Stories, then, according to the research in artificial intelligence are fundamental to how people learn and organize what they know. This relationship between stories and learning is largely unrecognized, but one, I believe, which makes the use of oral histories in our nations classrooms a critically important issue.

Understanding the Importance of Storytelling

Much of the concern of E.D. Hirsch, Jr., in Cultural Literacy: What Every American Needs to Know and Alan D. Bloom in Closing of the American Mind is for the rapidly disappearing knowledge of our history and culture, particularly among students. Neither author, I believe, fully understands the reason for the conditions they lament, but the popularity of their books indicate they have hit a responsive cord with their audiences.

Our society, it would seem, has lost its ability to pass its history along in stories. Research in artificial intelligence and attempts to program computers to generate stories demonstrate that stories seemingly irrelevant to our society today are not really so irrelevant. Our children need to become familiar with these stories, not just so they will have a liberal arts education, but because our ability to learn depends upon our mental capacity to compare other's experiences -- in the form of stories, if you will -- to what happens to ourselves.

The research seems to indicate that we organize knowledge by storytelling, but our society no longer values storytelling. If what researchers say about storytelling is true, the use of oral histories in the classroom becomes a very important tool in student growth. Indeed, the very lack of these stories in our school systems could be viewed as nothing less than deprivation.

Linking Oral Histories to Curriculums

Eliot Wigginton's innovative teaching method of having students collect oral histories in Rabun Gap, Georgia, and hence actively involving his class in documenting its local culture, is now well known. But the great success of Wigginton's The Foxfire Book had with these materials did not translate well into other classrooms. While it's true that students are now often encouraged to talk to their grandparents and write stories about what they hear, these activities are regarded primarily as writing assignments, and sadly, often of only local interest. In addition, few schools today belong to a community as well defined as the one Wigginton's students were working from. Moving the emphasis from collecting oral histories to reading or listening to carefully selected oral histories relevant to the curriculum overcomes these problems.

Throughout the ages, storytelling has held a central place in culture, but the nature of that storytelling has shifted radically. Before the development of writing, a culture's oral stories were the repository of its history. After a culture develops writing, the form of stories change, and much of the history formerly conveyed orally shifts to a written form, and because of the permanence of writing, the form of the stories change.

Cultures whose oral traditions have been all but lost because of printing have a tendency to consider storytelling an interesting relic from the past, quaint but not particularly useful.

Excerpted records =
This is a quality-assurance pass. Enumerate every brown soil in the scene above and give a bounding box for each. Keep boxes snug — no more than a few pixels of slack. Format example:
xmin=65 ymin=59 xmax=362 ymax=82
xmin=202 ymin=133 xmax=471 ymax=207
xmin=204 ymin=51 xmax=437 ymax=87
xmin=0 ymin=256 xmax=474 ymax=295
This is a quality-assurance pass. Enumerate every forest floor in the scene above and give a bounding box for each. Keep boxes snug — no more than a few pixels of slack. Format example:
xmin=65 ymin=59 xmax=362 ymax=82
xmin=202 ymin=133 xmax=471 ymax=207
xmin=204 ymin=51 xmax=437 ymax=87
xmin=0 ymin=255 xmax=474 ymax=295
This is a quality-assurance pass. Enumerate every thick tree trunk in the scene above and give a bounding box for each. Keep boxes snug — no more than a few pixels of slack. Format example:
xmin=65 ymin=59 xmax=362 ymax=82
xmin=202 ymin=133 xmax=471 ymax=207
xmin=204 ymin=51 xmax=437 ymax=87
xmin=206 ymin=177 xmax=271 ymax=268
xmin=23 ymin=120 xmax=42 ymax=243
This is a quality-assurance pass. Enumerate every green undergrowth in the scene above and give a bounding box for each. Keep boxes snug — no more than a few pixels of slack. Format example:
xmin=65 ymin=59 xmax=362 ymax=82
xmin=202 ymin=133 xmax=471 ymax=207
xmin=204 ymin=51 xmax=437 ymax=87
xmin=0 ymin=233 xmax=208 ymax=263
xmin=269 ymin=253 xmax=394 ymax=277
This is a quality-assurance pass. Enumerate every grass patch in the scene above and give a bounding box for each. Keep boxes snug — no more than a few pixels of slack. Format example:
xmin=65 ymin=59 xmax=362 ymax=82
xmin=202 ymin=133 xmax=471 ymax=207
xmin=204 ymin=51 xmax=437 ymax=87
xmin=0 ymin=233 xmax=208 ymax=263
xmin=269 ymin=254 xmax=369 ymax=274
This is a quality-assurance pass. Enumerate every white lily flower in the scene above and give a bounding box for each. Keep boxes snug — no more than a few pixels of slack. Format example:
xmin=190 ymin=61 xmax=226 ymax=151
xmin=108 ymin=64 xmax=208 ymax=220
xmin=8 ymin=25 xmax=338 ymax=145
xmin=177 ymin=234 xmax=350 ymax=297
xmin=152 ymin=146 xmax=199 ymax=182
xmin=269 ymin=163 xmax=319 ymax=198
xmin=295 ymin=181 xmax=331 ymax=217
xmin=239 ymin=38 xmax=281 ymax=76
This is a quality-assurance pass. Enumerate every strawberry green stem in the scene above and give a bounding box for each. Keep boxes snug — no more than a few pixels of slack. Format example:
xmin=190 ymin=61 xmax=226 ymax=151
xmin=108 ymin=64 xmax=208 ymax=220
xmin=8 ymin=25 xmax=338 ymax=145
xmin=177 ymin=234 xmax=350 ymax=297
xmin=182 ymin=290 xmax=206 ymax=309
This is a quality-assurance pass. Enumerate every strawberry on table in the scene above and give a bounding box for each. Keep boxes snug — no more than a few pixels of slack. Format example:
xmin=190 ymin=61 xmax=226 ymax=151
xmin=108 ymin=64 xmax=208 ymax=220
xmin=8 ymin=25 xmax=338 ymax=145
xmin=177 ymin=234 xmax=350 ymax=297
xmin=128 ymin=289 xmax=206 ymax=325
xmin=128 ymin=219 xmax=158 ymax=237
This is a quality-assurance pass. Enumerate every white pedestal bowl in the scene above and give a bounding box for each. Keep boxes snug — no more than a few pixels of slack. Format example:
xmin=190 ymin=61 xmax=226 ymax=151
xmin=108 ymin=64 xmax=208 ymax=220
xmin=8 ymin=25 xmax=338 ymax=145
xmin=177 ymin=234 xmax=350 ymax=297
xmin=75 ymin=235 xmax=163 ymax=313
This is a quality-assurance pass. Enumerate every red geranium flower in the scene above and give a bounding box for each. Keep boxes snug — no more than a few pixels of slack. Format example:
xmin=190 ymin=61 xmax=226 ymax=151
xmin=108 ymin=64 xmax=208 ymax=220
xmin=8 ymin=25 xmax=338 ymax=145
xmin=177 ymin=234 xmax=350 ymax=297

Aim of the task = Repeat the storytelling and oral histories text word for word. Begin at the words "Stories, then, according" and stop after "with their audiences.".

Written response =
Stories, then, according to the research in artificial intelligence are fundamental to how people learn and organize what they know. This relationship between stories and learning is largely unrecognized, but one, I believe, which makes the use of oral histories in our nations classrooms a critically important issue.

Understanding the Importance of Storytelling

Much of the concern of E.D. Hirsch, Jr., in Cultural Literacy: What Every American Needs to Know and Alan D. Bloom in Closing of the American Mind is for the rapidly disappearing knowledge of our history and culture, particularly among students. Neither author, I believe, fully understands the reason for the conditions they lament, but the popularity of their books indicate they have hit a responsive cord with their audiences.